DIRECTIONS>
For the records below, print the lines from the line with "Target: black police vest" through the line with "Where can the building" exactly as written; include both end lines and exclude the rest.

──────────

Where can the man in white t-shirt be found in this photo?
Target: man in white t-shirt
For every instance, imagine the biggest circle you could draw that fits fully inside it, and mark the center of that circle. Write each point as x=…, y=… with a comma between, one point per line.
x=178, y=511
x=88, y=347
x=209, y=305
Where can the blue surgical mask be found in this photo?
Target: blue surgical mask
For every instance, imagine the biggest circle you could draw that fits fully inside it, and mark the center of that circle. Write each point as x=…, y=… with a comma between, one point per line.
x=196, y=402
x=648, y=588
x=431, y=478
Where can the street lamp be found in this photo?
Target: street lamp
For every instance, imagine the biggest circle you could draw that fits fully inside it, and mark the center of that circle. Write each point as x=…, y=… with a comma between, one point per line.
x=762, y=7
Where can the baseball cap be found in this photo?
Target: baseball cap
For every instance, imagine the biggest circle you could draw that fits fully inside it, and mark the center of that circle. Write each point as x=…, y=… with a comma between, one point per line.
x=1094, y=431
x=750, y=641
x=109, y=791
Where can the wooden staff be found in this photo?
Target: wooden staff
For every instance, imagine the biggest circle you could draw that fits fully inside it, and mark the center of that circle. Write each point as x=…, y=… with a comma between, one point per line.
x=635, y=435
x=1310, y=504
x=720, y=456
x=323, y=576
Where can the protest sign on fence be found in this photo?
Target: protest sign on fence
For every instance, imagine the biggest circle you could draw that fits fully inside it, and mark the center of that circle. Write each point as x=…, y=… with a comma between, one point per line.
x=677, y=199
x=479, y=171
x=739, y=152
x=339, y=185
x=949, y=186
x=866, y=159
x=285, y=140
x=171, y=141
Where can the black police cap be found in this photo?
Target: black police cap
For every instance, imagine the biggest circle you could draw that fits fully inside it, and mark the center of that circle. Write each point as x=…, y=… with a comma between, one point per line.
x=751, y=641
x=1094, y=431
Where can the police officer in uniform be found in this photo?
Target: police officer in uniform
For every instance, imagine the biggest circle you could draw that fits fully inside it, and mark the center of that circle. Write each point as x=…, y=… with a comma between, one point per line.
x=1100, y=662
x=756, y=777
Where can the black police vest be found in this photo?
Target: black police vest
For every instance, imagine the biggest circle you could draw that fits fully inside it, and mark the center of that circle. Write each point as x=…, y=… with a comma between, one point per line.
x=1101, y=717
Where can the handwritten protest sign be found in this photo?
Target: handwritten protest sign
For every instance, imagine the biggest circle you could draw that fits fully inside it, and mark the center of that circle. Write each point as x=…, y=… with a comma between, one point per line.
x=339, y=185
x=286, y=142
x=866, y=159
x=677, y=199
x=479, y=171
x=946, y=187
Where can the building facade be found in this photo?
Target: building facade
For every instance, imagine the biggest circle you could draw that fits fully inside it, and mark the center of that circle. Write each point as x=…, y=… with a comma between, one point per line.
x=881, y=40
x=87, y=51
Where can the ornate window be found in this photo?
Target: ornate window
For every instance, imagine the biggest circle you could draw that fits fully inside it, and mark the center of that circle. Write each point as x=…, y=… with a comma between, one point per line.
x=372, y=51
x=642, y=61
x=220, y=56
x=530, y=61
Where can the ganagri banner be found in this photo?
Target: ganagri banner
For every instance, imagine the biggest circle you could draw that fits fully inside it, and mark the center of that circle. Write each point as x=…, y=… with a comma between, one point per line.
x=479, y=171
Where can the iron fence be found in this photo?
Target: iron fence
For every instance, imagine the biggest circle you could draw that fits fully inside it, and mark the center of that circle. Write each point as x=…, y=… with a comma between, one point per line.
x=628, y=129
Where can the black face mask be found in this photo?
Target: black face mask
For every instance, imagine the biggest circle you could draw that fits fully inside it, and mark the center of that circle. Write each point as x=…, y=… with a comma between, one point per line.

──────────

ANSWER FOR THIS EXERCISE>
Target: black police vest
For every instance, imagine the biggest circle you could draw that fits fully inside it, and mark the center of that circle. Write each point as x=…, y=… with a comma between, one point per line.
x=1101, y=717
Where can the handwritten protest sign be found in this photo?
Target: handwritten protest sign
For every instance, imagine the biggest circle you could draw that fits fully inside it, and mark the center of that circle. Write each point as x=…, y=… with a comma between, one point per line.
x=339, y=185
x=286, y=142
x=866, y=159
x=677, y=199
x=479, y=171
x=946, y=187
Where can the building facade be found in this photo?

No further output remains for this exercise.